Conversion Phase#

The conversion phase translates each TensorRT-targeted subgraph (an torch.fx.Graph or, in the legacy path, a TorchScript block) into a TensorRT INetworkDefinition which is then compiled into a serializable ICudaEngine.

Dynamo Conversion (Primary Path)#

The Dynamo conversion phase uses a FX interpreter — a class that walks the nodes of a torch.fx.Graph in topological order, resolves each node’s inputs, and calls the appropriate converter to append TensorRT layers to the INetworkDefinition.

The interpreter maintains a ConversionContext which holds:

  • The in-progress trt.INetworkDefinition

  • Compilation settings (precision, device, etc.)

  • A map from FX node outputs to trt.ITensor objects (for tensor values)

  • A map from FX node outputs to static torch.Tensor / scalar values (for frozen weights and compile-time constants)
+++
*PROMPT 1*:
Decide whether each statement agrees with the passage on the conversion phase, answering yes or no and quoting the words from the passage that settle it. (a) The FX interpreter visits the nodes of the graph in topological order. (b) The INetworkDefinition is compiled into a serializable ICudaEngine. (c) The ConversionContext keeps a map from FX node outputs to ICudaEngine objects.
*PROMPT 2*:
Name every thing that the ConversionContext holds according to the passage on the conversion phase.
*PROMPT 3*:
Carry on writing the passage on the conversion phase from its last line.
The items have no connection to the passage on the conversion phase.
+++
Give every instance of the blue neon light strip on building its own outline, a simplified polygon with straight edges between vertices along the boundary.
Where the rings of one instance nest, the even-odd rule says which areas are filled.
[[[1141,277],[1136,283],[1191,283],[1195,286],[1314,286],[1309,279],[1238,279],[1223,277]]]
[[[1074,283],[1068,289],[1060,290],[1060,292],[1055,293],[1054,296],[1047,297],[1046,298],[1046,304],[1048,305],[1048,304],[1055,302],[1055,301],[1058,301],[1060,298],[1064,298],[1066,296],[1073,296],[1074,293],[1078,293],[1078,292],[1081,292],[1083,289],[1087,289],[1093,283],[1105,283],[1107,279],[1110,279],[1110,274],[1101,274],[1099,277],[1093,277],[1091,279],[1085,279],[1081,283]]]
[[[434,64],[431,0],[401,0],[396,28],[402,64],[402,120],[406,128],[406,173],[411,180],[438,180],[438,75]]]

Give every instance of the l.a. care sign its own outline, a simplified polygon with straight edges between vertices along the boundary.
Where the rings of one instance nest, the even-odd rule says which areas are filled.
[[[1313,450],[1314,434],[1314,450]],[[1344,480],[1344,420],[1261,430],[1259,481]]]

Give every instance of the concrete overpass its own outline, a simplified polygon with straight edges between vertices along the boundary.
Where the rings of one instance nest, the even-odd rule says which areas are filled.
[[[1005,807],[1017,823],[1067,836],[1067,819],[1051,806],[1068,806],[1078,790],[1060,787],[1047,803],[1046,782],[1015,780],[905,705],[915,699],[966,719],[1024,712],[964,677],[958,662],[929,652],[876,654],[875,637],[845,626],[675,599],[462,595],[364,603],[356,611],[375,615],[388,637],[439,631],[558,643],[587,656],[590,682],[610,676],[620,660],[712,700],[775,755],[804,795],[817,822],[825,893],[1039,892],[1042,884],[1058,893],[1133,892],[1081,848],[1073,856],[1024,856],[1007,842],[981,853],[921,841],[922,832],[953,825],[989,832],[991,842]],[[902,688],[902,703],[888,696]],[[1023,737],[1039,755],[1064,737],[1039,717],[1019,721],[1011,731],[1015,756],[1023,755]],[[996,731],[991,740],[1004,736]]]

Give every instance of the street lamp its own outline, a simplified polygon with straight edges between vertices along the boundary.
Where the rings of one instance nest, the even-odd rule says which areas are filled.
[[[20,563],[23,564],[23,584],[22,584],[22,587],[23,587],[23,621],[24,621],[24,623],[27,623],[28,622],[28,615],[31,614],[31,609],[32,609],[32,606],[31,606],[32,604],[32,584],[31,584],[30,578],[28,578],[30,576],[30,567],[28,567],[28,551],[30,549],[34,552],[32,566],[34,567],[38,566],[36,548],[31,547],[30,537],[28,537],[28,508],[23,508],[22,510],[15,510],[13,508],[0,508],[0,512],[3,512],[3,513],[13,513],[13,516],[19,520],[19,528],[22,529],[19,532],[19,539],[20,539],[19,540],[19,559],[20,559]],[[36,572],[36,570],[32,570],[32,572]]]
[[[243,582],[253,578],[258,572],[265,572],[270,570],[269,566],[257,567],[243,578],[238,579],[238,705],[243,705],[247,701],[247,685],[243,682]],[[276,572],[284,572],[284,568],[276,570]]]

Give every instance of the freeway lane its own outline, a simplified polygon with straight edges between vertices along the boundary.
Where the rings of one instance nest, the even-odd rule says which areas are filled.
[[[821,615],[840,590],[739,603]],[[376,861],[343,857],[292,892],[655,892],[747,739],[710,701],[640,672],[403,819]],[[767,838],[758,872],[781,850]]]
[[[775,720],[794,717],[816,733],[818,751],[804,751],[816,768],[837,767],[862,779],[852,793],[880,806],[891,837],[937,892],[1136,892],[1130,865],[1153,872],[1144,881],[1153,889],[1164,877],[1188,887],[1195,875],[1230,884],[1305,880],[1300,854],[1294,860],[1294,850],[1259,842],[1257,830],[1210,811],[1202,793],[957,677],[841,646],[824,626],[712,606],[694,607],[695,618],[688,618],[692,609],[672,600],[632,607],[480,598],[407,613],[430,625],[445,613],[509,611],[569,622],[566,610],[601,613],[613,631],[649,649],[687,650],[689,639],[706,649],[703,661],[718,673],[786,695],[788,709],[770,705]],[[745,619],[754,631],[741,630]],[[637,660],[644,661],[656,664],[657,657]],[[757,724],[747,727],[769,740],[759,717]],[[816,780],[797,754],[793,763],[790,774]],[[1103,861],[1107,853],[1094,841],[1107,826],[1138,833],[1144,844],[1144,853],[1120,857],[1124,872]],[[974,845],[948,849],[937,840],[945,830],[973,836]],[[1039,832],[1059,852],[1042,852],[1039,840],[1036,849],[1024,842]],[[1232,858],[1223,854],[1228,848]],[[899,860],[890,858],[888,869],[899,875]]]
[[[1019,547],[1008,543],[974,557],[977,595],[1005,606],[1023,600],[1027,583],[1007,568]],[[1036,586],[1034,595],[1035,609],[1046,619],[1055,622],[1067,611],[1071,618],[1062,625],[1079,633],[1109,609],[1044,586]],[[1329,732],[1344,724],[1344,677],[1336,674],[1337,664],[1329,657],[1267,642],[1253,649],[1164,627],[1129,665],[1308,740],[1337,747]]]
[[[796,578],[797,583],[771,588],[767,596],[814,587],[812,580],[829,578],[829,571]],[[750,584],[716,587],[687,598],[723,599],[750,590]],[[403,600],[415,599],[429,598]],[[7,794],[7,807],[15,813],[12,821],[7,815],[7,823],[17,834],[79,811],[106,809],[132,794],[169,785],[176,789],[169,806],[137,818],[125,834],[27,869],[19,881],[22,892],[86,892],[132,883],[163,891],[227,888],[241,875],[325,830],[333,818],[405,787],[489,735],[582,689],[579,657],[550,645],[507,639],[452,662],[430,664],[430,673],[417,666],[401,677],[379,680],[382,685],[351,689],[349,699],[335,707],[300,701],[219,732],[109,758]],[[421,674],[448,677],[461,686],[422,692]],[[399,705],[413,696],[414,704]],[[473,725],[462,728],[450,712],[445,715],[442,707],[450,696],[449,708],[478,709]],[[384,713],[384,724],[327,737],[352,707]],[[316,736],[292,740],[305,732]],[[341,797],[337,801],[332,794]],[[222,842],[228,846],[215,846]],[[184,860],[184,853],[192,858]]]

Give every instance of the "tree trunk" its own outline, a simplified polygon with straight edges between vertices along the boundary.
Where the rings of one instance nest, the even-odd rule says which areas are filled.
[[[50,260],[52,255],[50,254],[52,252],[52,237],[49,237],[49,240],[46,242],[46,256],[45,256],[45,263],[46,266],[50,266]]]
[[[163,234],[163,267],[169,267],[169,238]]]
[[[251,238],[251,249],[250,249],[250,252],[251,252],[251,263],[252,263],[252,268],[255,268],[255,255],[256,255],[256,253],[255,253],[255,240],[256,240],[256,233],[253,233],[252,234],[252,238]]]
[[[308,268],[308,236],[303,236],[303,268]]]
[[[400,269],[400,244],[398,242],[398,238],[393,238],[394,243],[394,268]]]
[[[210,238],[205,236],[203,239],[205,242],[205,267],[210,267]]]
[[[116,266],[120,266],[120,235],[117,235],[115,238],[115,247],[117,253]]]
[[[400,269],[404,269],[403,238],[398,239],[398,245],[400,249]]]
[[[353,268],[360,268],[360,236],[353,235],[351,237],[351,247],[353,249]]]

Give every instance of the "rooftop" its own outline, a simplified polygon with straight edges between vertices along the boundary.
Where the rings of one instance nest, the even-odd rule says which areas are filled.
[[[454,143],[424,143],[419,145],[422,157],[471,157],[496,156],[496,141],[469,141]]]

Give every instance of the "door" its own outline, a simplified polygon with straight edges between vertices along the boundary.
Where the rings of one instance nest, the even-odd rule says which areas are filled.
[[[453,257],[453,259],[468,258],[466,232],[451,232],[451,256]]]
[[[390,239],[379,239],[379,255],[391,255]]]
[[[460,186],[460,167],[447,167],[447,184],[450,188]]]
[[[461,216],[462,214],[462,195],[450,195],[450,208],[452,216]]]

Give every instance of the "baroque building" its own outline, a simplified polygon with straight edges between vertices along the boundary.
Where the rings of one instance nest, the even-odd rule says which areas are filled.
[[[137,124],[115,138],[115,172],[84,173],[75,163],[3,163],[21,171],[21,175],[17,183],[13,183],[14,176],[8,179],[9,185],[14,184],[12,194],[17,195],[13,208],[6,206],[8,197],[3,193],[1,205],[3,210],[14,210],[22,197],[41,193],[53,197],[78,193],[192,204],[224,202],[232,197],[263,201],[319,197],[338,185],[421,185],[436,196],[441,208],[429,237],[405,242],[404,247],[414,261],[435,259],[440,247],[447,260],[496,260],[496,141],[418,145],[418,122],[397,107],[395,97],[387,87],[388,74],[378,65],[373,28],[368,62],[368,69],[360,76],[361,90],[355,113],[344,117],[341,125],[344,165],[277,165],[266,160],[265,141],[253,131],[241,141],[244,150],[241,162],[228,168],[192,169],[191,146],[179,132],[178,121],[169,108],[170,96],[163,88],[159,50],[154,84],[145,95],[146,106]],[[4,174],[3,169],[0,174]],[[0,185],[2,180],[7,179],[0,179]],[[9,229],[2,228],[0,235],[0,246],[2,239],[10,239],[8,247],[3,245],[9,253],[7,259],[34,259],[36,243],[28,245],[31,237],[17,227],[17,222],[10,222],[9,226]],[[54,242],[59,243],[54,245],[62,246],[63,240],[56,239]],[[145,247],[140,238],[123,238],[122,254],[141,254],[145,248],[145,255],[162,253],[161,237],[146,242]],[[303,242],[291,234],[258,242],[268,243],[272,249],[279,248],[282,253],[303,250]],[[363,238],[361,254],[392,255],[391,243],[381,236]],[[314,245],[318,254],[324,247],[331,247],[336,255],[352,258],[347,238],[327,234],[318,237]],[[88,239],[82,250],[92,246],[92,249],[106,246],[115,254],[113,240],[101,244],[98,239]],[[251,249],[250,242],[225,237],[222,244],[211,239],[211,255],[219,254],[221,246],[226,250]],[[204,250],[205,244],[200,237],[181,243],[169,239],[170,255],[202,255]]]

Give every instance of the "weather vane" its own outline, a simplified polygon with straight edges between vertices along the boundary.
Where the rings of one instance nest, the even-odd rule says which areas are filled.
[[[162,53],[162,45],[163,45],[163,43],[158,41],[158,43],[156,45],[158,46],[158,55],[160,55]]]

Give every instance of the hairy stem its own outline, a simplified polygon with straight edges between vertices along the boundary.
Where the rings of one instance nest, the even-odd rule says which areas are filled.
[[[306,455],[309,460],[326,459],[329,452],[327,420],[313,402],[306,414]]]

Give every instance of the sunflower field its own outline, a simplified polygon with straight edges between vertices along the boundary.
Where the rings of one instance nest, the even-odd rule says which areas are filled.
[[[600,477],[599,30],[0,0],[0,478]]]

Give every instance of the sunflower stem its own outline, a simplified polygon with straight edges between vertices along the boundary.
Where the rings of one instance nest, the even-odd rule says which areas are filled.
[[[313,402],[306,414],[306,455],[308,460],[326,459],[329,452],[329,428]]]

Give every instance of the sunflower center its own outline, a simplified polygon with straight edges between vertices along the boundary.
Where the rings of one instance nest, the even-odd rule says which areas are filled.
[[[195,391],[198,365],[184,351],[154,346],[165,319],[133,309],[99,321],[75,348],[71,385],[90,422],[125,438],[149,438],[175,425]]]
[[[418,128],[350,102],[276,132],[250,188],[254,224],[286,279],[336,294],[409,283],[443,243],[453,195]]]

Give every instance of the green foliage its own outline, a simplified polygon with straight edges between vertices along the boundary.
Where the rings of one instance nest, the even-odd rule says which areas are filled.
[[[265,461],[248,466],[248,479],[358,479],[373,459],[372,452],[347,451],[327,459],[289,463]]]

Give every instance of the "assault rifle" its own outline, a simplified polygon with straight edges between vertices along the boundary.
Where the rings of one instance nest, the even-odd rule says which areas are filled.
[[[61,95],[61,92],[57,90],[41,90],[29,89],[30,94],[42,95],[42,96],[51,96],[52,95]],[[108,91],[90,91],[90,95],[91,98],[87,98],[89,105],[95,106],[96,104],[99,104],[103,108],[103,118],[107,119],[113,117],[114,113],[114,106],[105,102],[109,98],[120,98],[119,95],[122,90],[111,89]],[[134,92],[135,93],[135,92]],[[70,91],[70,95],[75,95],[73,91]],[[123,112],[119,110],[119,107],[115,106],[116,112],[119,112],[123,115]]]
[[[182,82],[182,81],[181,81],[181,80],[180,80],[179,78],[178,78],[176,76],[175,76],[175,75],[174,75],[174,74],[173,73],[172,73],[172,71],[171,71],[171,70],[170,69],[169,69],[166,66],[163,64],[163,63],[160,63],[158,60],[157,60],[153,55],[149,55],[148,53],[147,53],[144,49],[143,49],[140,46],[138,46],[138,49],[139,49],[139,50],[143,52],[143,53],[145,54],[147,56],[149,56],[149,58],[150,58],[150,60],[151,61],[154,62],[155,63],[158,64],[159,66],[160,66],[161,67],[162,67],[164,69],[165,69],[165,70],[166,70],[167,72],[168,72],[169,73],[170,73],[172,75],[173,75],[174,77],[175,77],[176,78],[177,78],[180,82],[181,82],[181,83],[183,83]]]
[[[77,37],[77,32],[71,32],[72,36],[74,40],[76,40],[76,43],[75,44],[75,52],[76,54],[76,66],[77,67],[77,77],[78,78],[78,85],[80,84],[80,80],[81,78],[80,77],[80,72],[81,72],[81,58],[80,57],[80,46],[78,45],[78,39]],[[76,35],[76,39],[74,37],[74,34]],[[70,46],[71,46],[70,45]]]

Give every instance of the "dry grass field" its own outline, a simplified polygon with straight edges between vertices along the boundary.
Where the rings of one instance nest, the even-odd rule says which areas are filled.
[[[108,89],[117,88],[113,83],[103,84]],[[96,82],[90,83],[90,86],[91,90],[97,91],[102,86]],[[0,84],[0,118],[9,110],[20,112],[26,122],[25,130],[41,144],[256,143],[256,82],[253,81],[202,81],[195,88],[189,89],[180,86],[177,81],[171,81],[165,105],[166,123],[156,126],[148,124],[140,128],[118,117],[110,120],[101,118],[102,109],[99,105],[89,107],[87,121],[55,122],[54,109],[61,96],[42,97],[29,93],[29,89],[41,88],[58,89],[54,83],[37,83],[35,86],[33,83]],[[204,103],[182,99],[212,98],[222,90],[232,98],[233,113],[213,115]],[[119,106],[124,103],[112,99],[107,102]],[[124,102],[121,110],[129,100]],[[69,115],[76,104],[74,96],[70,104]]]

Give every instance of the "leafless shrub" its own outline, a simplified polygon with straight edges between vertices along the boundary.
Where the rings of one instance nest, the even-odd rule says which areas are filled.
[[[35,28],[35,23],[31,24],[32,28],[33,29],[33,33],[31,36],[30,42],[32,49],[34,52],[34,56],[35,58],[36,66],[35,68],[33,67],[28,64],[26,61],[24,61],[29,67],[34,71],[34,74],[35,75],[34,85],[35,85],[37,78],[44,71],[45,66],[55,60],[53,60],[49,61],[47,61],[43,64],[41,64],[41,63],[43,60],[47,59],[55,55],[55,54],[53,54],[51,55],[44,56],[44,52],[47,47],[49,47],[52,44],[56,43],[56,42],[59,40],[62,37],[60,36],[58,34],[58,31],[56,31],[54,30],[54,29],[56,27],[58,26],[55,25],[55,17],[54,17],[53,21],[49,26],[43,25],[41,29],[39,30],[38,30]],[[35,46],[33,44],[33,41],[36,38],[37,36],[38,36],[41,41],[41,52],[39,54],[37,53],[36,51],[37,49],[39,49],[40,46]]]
+++
*TASK RESPONSE 1*:
(a) Yes: "walks the nodes of a torch.fx.Graph in topological order"
(b) Yes: "a TensorRT INetworkDefinition which is then compiled into a serializable ICudaEngine"
(c) No: "A map from FX node outputs to trt.ITensor objects (for tensor values)"

*TASK RESPONSE 2*:
- The in-progress trt.INetworkDefinition
- Compilation settings (precision, device, etc.)
- A map from FX node outputs to trt.ITensor objects (for tensor values)
- A map from FX node outputs to static torch.Tensor / scalar values (for frozen weights and compile-time constants)

*TASK RESPONSE 3*:
  • A refit map — a lookup from original PyTorch parameter names to their TensorRT layer counterparts, used later for efficient weight refit

Node Inputs#

Each node’s inputs can be in one of three states:

  • ITensor — output of a previously converted node. Retrieved from the tensor map and passed directly to the converter as a trt.ITensor.

  • Static tensor — a frozen model weight (get_attr node). Passed as a torch.Tensor or np.ndarray.

  • Scalar / compile-time constant — an integer, float, or similar. Evaluated at conversion time and passed as a Python value.

Shape Propagation#

TensorRT requires shape ranges for every input to the network. Torch-TensorRT derives these from the user-provided input spec (min/opt/max shapes) combined with the SymPy symbolic shape expressions propagated by TorchDynamo through the graph. This means intermediate tensors entering a TRT subgraph from a PyTorch subgraph get their shape ranges computed analytically — no re-execution of the model is needed.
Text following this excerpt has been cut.